§ **TASK BRIEF**: Exact copies of all the lines below are required.

§ **PROVIDED RECORDS**:
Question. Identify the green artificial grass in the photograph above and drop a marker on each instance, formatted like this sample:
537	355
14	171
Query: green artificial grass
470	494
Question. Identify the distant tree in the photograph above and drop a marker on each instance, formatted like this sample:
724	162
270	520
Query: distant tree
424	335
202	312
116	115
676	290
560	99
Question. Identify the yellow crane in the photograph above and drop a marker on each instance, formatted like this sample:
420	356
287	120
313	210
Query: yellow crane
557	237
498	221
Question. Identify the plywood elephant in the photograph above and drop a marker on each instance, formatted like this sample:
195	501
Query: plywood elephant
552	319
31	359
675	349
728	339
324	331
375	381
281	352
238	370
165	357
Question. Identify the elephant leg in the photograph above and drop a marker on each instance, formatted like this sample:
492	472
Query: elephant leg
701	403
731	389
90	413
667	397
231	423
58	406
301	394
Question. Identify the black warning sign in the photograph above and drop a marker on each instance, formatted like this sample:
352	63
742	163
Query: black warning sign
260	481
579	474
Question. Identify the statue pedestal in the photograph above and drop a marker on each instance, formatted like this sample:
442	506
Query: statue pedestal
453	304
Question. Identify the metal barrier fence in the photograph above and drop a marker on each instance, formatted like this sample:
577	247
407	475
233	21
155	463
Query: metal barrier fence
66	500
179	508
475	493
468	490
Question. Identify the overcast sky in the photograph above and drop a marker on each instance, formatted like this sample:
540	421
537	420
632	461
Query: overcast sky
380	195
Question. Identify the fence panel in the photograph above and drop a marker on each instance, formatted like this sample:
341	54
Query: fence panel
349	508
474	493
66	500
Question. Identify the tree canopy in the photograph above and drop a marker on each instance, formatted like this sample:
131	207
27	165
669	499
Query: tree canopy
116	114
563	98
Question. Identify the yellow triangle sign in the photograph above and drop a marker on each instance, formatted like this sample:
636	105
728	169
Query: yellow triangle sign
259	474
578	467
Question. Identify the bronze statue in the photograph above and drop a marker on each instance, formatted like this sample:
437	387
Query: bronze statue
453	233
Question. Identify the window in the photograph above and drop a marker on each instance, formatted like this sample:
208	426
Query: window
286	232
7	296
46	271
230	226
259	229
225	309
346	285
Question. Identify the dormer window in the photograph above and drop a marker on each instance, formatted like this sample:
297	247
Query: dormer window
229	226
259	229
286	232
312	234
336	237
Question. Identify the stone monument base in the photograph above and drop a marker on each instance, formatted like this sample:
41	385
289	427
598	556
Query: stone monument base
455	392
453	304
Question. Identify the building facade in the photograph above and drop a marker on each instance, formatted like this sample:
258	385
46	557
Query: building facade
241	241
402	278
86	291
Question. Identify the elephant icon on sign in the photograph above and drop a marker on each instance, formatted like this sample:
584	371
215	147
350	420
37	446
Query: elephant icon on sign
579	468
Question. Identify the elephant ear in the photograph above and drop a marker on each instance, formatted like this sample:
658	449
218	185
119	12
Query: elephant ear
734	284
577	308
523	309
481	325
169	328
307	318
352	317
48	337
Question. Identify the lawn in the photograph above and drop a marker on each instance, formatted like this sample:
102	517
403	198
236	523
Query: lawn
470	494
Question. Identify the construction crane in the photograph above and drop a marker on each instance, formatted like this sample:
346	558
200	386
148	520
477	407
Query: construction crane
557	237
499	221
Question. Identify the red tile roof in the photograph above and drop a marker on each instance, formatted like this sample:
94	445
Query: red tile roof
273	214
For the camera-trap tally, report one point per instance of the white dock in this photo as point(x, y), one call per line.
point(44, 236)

§ **ANSWER TO THIS TASK**:
Question. Identify the green artificial grass in the photograph above and drop a marker on each instance, formatted like this sample:
537	355
14	171
Query: green artificial grass
470	494
Question. Identify the distant tree in the photograph above and drop a marker on each instance, formatted like this sample:
724	162
270	520
Query: distant tree
424	335
202	312
116	115
676	290
560	99
Question. Identify the yellow crane in the photograph above and drop a marker on each instance, formatted like this sample:
420	356
287	120
313	210
Query: yellow crane
557	237
498	221
Question. Identify the plywood elephant in the photograph above and drop a marker on each instance, formatted like this sample:
195	501
Query: plywood elephant
552	319
31	359
675	349
728	339
324	331
375	381
281	352
238	370
165	357
Question. Identify the elephant leg in the photograph above and drop a marker on each instance, formatted like this sample:
492	472
Query: elephant leg
701	403
731	389
90	413
667	397
231	423
58	406
301	394
Question. Identify the black warning sign in the photograph above and drop a marker on each instance, formatted like this sample:
352	63
742	163
Query: black warning sign
260	481
579	474
Question. Identify the statue pedestal in the photograph above and drop a marker on each instance, formatted like this sample:
442	506
Query: statue pedestal
453	304
Question. Identify the metal barrier fence in the photograph above and drop a marker on each instance, formatted like this sample:
577	247
407	475
233	21
155	463
Query: metal barrier fence
66	500
179	508
475	493
468	490
Question. Identify the overcast sky in the photograph above and drop a marker on each instance, formatted like this sample:
540	421
537	420
632	461
Query: overcast sky
380	195
Question. Identify the fence panel in the photograph above and drop a marker on each instance, formatted like this sample:
341	54
Query: fence panel
349	508
474	493
66	500
Question. Identify the tree canopy in the photograph above and drop a marker on each instance, formatted like this sample:
131	207
27	165
669	499
Query: tree canopy
116	114
563	98
Question. Identify the yellow triangle sign in the photograph above and drop a marker on each instance, formatted like this sample:
636	105
728	169
Query: yellow triangle sign
259	474
578	467
Question. Identify the bronze statue in the photograph above and drop a marker on each instance, formatted like this sample:
437	387
Query: bronze statue
453	233
Question. Identify the window in the photograph above and drop a marker on each instance, formatted like this sample:
208	426
Query: window
286	232
7	296
46	271
230	226
259	229
225	309
346	285
Question. Identify the dormer window in the photograph above and drop a marker on each instance, formatted like this sample:
297	247
Query: dormer window
229	226
259	229
286	232
312	234
336	237
Question. Identify the stone monument base in the photograph above and drop a marker on each instance, formatted like this sample:
41	385
289	427
598	556
Query: stone monument base
455	392
453	304
Question. Identify the building facade in the photograph above and drop a marker on each instance, formatted like this sample:
258	385
46	557
Query: building facade
241	241
402	278
86	291
Question. Identify the elephant icon on sign in the photograph above and drop a marker on each instance, formatted like this sample:
584	371
215	147
350	420
37	446
Query: elephant icon on sign
579	468
Question. Identify the elephant ear in the photograph above and drop a marker on each instance, formatted like this sample:
658	449
218	185
119	12
Query: elephant ear
734	284
577	308
523	309
481	325
169	328
307	318
352	317
48	337
Question. Identify the lawn in the photograph above and drop a marker on each instance, formatted like this sample:
102	517
403	198
236	523
Query: lawn
470	494
Question. Identify the construction crane in the photograph above and drop a marker on each instance, formatted like this sample:
346	558
200	386
148	520
477	407
Query: construction crane
557	237
499	221
Question. Identify the red tile roof in the photograph above and drop a marker on each instance, formatted like this sample:
94	445
Query: red tile roof
273	214
For the camera-trap tally, report one point per instance of the white dock in this photo as point(x, y), one call per line.
point(44, 236)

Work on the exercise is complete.